■ Problem 1 ■
Change "stone step" to "stone stair" in the entries, starting at the first entry and continuing up to and including the line with "<point>92,219</point>". Reproduce those lines with nothing else altered.

--- Source document ---

Competing in the Tri River Athletic Conference against the Clovis Unified juggernaut has spurred Central to build top-notch facilities, establish its own feeder programs and hire the best coaches (including Biggs).
With a combined enrollment of 4,200 between the East and West campuses (some students attend classes at both), the Grizzlies have more numbers to draw from than any area school.
“We represent Fresno,” Central track coach Gary Davis said. “We are an exact replica of Fresno. People may not think so, but this is a place where every nationality and economic level is represented.”
Winning the section title would’ve been “a huge step,” “put a stamp on the growth of the athletic program” and “legitimized us.” I heard each phrase while standing on the home sideline during pregame.
Now that final step, that long-awaited stamp of legitimacy, remains elusive.
We’ve got two more years of him. Just like people are scared of (Clovis West quarterback) Adrian Martinez, they’re going to be scared of Trent Tompkins.
Central High coach Kyle Biggs
Still, if Biggs’ first season as Grizzlies coach is any indication, Central will be back in this position. Perhaps even within the next two years, as his dynamic quarterback garners more experience and studies his mistakes.
“We’ll learn from this,” Biggs said. “We’ll go back. We’ll watch the film and we’ll critique it. It’s going to be hard, but it’s going to make him better and it’s going to make us better.”
Tompkins will eventually grasp that lesson. He’ll grow, and he’ll learn. Right now, though, it hurts.
“I want that ring,” he said. “I wanted it with these seniors. I love these seniors, and I wanted to do it with them. But that chance went away.”
With that, Tompkins went off in search of a hug and a chest to cry on. He didn’t have to look far.

--- Supplied data ---

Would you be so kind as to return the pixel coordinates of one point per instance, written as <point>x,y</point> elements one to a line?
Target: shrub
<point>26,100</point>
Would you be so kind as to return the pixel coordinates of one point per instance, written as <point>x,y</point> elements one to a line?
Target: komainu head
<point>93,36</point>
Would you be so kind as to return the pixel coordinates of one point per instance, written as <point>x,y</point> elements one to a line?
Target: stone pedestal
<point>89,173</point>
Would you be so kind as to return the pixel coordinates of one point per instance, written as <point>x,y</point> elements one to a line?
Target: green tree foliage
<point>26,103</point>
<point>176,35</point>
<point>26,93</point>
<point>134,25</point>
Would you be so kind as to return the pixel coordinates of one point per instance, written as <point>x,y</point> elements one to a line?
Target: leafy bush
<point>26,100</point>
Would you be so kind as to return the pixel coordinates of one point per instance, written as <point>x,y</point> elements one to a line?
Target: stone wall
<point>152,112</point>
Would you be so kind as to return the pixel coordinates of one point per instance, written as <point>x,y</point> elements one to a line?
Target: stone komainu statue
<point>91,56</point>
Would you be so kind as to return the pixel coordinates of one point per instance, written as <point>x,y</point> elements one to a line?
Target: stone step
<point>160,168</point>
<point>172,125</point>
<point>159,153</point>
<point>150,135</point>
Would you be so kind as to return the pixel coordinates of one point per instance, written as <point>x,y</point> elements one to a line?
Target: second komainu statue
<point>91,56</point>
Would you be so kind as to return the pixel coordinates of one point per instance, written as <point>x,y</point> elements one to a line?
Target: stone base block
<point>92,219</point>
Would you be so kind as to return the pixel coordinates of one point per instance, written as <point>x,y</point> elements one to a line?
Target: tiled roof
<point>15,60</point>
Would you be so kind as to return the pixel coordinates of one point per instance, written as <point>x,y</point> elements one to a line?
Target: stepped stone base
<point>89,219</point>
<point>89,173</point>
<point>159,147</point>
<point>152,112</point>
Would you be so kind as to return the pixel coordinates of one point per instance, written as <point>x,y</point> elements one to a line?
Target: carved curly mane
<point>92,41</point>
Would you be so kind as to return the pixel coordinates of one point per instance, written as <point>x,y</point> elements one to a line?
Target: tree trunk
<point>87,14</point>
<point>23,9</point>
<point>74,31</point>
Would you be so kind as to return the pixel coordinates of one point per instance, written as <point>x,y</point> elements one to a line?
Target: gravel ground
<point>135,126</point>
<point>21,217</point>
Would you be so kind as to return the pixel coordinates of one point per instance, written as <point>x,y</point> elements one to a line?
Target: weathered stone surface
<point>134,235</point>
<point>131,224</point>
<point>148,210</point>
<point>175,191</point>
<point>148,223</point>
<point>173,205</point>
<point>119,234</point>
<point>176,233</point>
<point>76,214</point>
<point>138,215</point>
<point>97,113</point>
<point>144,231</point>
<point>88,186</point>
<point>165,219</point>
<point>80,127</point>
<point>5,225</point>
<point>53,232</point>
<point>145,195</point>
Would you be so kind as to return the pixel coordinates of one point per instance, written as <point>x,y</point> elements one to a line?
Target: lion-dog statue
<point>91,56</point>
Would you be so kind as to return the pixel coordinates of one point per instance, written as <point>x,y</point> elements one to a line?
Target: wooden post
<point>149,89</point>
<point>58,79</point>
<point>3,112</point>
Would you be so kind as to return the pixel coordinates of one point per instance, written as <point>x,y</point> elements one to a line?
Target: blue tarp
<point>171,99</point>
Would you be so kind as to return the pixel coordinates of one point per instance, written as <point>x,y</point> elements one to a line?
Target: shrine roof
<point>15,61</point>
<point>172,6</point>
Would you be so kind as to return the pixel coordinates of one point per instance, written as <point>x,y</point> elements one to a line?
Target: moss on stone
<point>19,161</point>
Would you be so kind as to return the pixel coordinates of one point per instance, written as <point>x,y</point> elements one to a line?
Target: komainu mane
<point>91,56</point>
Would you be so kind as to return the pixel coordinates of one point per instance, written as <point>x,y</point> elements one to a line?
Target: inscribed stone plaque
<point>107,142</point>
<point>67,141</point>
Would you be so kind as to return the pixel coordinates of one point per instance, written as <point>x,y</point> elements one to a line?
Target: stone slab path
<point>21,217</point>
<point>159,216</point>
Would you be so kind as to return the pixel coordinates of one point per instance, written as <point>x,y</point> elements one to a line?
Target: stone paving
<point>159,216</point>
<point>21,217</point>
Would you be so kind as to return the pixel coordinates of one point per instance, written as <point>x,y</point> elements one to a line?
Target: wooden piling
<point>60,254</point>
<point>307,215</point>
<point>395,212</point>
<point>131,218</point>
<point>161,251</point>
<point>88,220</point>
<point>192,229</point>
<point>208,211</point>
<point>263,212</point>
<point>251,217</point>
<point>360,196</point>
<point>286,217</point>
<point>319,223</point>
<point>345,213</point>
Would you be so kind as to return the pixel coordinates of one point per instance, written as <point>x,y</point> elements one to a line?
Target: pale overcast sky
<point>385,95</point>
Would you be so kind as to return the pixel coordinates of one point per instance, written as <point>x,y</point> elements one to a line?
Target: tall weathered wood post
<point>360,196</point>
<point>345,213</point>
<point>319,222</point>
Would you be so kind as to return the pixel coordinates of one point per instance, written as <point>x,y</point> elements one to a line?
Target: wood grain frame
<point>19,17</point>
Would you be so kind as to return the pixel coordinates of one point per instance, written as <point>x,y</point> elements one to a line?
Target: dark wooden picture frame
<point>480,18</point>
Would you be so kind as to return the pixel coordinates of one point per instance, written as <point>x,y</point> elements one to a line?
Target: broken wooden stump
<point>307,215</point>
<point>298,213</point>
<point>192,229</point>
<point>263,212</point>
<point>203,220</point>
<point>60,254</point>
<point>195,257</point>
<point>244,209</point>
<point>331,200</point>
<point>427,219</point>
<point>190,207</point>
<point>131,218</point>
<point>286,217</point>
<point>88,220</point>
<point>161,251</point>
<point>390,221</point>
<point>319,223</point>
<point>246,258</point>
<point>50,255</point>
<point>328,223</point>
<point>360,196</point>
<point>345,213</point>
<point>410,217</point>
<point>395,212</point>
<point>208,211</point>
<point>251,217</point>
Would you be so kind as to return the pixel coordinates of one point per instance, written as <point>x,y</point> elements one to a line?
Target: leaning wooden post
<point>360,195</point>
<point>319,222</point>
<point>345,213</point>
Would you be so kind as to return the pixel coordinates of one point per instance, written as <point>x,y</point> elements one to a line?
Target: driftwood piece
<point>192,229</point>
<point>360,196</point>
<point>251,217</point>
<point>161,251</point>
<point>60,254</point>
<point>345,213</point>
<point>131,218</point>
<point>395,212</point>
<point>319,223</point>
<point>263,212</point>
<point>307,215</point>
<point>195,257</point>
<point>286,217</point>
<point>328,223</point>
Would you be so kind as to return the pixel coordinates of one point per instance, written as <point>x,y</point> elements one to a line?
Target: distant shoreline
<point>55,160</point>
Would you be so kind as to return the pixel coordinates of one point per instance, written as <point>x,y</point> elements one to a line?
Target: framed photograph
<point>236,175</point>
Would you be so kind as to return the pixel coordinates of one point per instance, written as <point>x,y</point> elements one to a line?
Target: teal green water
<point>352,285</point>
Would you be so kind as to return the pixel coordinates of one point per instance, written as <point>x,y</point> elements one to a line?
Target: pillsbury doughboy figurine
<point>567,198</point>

---

■ Problem 2 ■
Print the part of the article on Central High football that runs from "Central High coach" up to and including "though, it hurts.", word for word.

■ Full output 1 ■
Would you be so kind as to return the pixel coordinates of one point per instance, written as <point>x,y</point> elements one to a line?
Target: shrub
<point>26,100</point>
Would you be so kind as to return the pixel coordinates of one point per instance, written as <point>x,y</point> elements one to a line?
Target: komainu head
<point>93,36</point>
Would you be so kind as to return the pixel coordinates of one point per instance, written as <point>x,y</point> elements one to a line?
Target: stone pedestal
<point>89,173</point>
Would you be so kind as to return the pixel coordinates of one point per instance, written as <point>x,y</point> elements one to a line?
Target: green tree foliage
<point>26,103</point>
<point>176,35</point>
<point>26,93</point>
<point>134,25</point>
Would you be so kind as to return the pixel coordinates of one point per instance, written as <point>x,y</point> elements one to a line?
Target: leafy bush
<point>26,100</point>
Would you be so kind as to return the pixel coordinates of one point per instance, written as <point>x,y</point> elements one to a line?
Target: stone wall
<point>152,112</point>
Would you be so kind as to return the pixel coordinates of one point per instance, written as <point>x,y</point> elements one to a line?
Target: stone komainu statue
<point>91,56</point>
Would you be so kind as to return the pixel coordinates of one point per instance, written as <point>x,y</point> elements one to a line?
Target: stone stair
<point>160,168</point>
<point>172,125</point>
<point>159,153</point>
<point>150,135</point>
Would you be so kind as to return the pixel coordinates of one point per instance, written as <point>x,y</point> elements one to a line?
Target: second komainu statue
<point>91,56</point>
Would you be so kind as to return the pixel coordinates of one point per instance, written as <point>x,y</point> elements one to a line?
Target: stone base block
<point>92,219</point>

■ Full output 2 ■
Central High coach Kyle Biggs
Still, if Biggs’ first season as Grizzlies coach is any indication, Central will be back in this position. Perhaps even within the next two years, as his dynamic quarterback garners more experience and studies his mistakes.
“We’ll learn from this,” Biggs said. “We’ll go back. We’ll watch the film and we’ll critique it. It’s going to be hard, but it’s going to make him better and it’s going to make us better.”
Tompkins will eventually grasp that lesson. He’ll grow, and he’ll learn. Right now, though, it hurts.